■ Problems to solve
a – Copy the forum thread about HID headlight kits word for word, from "Hi, I installed" to "(Jun 30, 2009)".
b – Extend the HID headlight forum thread past its final post.

I'm getting some high beam and fog light HIDs from rafagolfbr on here, I can't wait to put mine in !


----------



## dtownwolfpack (Mar 31, 2006)

*Re: Installed HID kit (lenny97)*

Hi, I installed a set of GT-HID kit, and i have a problem. When the car is off and you turn the headlights on, the HID lights works awesome!! But then once you turn the car on, and turn the headlights on, it flickers for a moment and then it shuts down. Any thoughts on why this is happening? Do I need a capacitor installed? It's as if it's getting too much voltage and shutting itself off on purpose. Please, I need your help, Do i need to install a bigger ballast? Like a 55 watts? Thanks


----------



## lenny97 (Jun 30, 2009)

*Re: Installed HID kit (dtownwolfpack)*

Sounds EXACTLY like the issue I had. Two capacitors from Radio Shack solved it. $5.49 each.

■ Dataset records

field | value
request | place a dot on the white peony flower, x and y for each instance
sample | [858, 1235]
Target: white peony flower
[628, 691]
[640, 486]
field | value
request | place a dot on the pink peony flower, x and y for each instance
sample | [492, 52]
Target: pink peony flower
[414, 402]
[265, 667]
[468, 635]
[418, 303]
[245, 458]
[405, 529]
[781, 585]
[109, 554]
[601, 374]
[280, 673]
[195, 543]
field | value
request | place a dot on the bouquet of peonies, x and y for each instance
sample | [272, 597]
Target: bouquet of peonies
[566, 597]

■ Answers to each task
a –
Hi, I installed a set of GT-HID kit, and i have a problem. When the car is off and you turn the headlights on, the HID lights works awesome!! But then once you turn the car on, and turn the headlights on, it flickers for a moment and then it shuts down. Any thoughts on why this is happening? Do I need a capacitor installed? It's as if it's getting too much voltage and shutting itself off on purpose. Please, I need your help, Do i need to install a bigger ballast? Like a 55 watts? Thanks


----------



## lenny97 (Jun 30, 2009)

b –
----------



## redzone98 (Jun 10, 2004)

*Re: Installed HID kit (dtownwolfpack)*

sounds like the HID ballasts are very sensitive to any variation in current.
something to consider... My friend has OEM R32 HIDs from Europe. He paid a HUGE amount of $ for them and they flicker and sometimes dont even come ON!!!


----------



## redzone98 (Jun 10, 2004)

*Re: Installed HID kit (lenny97)*

stole that pic from the link


----------



## dtownwolfpack (Mar 31, 2006)

*Re: Installed HID kit (redzone98)*

problem fixed, installed a 55Watts balast and no flicker and they look awesome.


----------



## tonezhou (May 26, 2009)

*Re: Installed HID kit (lenny97)*

can not see the pictures, do you install low beam only?
35W?
thanks,


----------



## dtownwolfpack (Mar 31, 2006)

*Re: Installed HID kit (tonezhou)*

yes, i've only installed it on the low beams, haven't been able to figure out how to turn the drl's on. But once you put these HID on, you won't need the Brights at all. I dialed down the angle cause it seems a little high for oncomming traffic. But it's bright as can bee, literally night and day difference. I'll post some pics soon.


----------



## lenny97 (Jun 30, 2009)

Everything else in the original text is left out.